Segmentation mask data
____________________
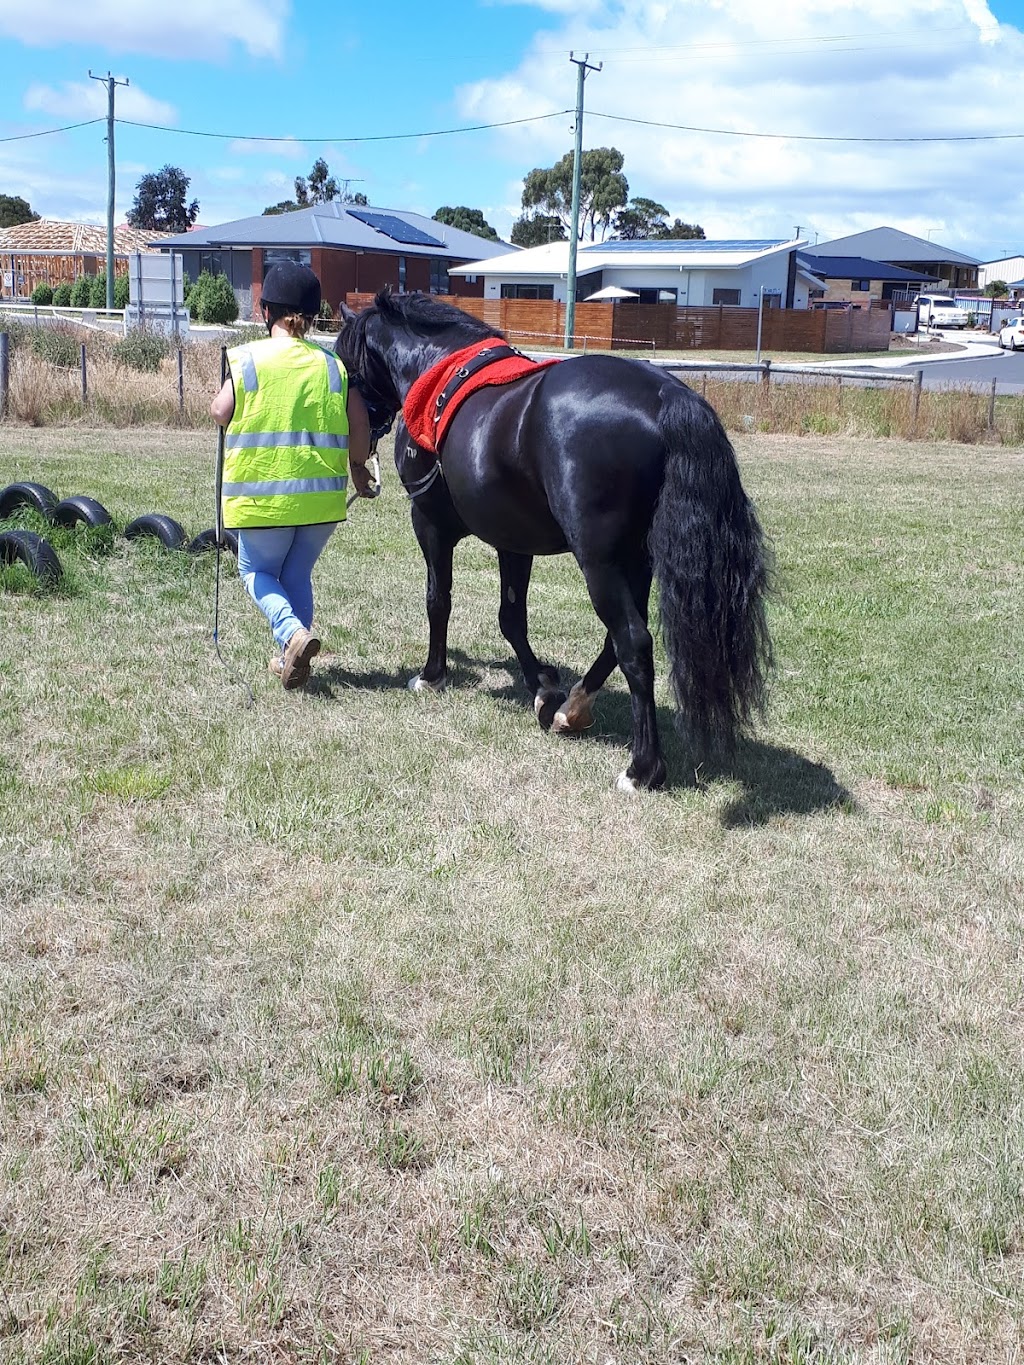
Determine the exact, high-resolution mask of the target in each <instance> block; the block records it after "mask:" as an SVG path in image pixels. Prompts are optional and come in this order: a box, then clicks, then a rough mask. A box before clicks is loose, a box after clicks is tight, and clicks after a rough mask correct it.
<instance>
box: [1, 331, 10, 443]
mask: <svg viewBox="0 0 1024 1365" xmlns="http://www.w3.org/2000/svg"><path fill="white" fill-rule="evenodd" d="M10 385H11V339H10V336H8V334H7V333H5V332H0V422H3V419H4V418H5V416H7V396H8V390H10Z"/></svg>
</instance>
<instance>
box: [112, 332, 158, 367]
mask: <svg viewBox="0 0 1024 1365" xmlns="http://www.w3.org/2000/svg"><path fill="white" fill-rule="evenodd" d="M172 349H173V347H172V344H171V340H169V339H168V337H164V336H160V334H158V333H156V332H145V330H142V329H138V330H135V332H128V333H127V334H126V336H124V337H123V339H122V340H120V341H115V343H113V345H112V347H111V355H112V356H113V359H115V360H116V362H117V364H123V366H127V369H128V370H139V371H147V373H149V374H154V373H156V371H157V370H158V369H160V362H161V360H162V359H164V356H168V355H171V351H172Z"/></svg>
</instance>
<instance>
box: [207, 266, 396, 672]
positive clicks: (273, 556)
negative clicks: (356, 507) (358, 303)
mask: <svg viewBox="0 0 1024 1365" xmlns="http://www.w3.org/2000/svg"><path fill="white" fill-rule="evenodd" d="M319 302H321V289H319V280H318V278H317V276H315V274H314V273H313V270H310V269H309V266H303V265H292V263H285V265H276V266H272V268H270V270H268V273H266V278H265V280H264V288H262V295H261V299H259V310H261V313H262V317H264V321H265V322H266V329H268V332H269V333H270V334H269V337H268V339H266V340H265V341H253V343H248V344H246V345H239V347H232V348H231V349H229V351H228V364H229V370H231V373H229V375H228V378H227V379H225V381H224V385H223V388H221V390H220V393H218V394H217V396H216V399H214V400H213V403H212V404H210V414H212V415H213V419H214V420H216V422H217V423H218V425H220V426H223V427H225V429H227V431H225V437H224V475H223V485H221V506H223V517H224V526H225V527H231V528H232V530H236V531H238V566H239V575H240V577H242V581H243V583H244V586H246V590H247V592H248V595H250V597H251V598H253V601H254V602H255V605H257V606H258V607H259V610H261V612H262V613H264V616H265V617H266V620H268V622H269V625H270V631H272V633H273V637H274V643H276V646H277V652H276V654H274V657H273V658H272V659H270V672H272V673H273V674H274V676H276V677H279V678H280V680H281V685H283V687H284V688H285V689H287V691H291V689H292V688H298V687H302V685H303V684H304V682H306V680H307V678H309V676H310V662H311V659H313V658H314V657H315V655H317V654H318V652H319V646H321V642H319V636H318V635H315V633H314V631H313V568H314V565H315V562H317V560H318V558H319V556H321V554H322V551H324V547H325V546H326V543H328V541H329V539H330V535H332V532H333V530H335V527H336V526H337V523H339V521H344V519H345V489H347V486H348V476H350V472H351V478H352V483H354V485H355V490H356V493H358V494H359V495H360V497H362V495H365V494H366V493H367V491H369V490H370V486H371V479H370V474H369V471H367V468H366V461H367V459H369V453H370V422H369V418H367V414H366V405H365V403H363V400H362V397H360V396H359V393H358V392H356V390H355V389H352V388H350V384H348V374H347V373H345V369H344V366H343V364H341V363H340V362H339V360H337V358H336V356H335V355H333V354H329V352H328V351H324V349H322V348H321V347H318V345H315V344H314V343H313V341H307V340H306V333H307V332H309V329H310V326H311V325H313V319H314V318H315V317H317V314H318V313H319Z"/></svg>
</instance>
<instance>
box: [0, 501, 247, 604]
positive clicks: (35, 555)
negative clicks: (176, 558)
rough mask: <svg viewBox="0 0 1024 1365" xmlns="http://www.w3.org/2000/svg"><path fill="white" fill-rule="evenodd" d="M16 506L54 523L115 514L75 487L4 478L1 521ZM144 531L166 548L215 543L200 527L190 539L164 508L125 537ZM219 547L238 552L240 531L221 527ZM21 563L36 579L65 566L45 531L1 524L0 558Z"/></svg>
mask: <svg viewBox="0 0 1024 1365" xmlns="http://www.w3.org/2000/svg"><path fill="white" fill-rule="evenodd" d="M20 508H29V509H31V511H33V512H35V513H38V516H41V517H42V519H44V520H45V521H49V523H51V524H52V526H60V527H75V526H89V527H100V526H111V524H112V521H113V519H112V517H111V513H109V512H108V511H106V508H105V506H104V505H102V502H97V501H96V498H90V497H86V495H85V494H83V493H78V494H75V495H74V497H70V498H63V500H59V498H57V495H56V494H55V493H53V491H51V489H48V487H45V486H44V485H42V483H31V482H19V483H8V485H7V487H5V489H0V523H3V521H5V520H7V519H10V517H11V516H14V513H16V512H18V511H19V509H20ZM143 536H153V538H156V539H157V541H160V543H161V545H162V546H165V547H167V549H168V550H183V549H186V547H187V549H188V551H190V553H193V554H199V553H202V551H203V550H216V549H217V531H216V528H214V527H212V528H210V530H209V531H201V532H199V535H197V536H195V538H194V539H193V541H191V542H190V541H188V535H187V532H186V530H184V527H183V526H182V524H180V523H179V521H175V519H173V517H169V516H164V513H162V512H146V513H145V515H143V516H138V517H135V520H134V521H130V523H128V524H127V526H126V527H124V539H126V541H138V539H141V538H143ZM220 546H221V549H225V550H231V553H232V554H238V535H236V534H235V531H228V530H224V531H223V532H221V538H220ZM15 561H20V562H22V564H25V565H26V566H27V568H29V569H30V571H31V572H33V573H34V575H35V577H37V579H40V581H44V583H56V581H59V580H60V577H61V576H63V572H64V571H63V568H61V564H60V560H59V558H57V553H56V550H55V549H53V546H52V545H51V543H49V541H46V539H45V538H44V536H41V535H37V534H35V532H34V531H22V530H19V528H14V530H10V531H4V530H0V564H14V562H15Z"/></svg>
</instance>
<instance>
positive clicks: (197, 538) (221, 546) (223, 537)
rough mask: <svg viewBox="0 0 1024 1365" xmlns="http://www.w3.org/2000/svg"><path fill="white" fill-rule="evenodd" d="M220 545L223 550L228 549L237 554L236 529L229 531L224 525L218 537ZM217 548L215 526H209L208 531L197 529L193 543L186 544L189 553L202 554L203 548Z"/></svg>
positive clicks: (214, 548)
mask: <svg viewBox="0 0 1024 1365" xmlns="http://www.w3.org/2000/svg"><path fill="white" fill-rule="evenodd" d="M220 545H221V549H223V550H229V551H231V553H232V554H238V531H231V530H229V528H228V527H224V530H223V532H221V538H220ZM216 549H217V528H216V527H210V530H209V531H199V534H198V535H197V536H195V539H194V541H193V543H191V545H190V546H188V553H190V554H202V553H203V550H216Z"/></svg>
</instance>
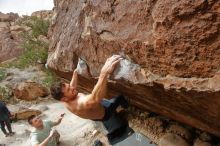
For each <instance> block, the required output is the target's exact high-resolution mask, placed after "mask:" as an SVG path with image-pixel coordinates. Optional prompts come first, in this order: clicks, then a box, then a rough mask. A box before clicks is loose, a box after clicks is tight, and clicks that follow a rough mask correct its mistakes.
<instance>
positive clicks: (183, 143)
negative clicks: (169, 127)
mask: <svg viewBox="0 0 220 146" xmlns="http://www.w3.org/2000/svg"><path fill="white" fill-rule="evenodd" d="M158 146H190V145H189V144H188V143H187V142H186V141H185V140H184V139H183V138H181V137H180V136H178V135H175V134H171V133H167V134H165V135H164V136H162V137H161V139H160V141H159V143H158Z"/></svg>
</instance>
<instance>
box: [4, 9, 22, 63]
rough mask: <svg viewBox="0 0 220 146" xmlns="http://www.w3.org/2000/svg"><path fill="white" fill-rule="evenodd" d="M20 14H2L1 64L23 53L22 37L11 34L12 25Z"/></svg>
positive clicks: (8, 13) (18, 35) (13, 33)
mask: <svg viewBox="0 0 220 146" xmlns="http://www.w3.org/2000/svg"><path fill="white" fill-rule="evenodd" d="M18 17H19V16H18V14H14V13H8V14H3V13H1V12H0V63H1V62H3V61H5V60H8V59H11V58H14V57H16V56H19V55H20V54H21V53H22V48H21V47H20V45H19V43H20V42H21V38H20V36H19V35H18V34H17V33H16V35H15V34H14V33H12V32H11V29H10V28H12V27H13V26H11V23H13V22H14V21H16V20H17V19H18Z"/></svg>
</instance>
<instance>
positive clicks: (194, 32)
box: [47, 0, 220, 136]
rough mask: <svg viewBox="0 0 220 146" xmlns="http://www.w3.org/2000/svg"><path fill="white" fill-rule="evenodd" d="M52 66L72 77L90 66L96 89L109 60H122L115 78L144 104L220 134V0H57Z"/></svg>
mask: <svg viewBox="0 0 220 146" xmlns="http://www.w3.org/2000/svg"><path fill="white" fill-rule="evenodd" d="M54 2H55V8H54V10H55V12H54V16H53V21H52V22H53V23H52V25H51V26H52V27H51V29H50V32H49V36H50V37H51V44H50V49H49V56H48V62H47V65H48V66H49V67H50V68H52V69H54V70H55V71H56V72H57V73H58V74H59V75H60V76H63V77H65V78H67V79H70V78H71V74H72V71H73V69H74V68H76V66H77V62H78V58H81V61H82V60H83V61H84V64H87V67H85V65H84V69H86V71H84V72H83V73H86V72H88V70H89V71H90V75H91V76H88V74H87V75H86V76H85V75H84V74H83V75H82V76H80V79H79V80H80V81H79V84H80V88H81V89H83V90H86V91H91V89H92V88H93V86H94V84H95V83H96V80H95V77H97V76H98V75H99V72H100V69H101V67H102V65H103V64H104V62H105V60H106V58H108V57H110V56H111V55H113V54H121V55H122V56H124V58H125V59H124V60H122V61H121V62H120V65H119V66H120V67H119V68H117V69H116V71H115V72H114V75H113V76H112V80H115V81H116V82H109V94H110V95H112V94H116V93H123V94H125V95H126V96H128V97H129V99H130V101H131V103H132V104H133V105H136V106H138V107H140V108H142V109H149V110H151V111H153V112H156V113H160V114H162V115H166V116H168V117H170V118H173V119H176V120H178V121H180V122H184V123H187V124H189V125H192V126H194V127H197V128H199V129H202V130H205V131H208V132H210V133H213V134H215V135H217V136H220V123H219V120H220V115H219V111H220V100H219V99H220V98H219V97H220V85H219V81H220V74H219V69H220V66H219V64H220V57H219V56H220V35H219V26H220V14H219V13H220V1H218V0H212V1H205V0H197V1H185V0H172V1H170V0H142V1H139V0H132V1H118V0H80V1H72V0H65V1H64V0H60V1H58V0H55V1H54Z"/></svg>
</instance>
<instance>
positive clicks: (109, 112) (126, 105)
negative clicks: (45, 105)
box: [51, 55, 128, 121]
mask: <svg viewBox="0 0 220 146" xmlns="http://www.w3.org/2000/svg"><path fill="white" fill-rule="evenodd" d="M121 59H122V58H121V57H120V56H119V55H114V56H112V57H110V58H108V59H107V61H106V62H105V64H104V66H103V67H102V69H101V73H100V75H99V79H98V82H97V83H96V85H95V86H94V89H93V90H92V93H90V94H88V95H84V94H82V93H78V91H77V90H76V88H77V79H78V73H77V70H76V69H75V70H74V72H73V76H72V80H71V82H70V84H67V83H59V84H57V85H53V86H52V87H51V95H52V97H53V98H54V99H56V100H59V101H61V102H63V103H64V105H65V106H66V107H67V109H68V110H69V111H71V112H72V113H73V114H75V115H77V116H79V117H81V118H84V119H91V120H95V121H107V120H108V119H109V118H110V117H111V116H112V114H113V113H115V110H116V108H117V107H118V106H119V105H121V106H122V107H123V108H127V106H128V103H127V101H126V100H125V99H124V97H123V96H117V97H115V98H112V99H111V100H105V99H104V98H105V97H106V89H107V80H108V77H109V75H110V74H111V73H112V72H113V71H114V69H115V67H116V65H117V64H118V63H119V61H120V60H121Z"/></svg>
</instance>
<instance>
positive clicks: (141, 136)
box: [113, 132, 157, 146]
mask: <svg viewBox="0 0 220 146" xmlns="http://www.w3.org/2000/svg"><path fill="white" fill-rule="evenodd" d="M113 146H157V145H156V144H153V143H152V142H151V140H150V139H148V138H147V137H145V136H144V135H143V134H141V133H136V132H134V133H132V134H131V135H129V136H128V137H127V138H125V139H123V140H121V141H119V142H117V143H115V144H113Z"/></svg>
____________________
> [WHAT TO PRODUCE]: Locate each line above containing the word "negative", treating uppercase and lowercase as different, and copy every one of those lines.

> [WRITTEN RESPONSE]:
negative clicks: (356, 507) (358, 303)
negative clicks: (176, 558)
negative clicks: (169, 127)
negative clicks: (45, 105)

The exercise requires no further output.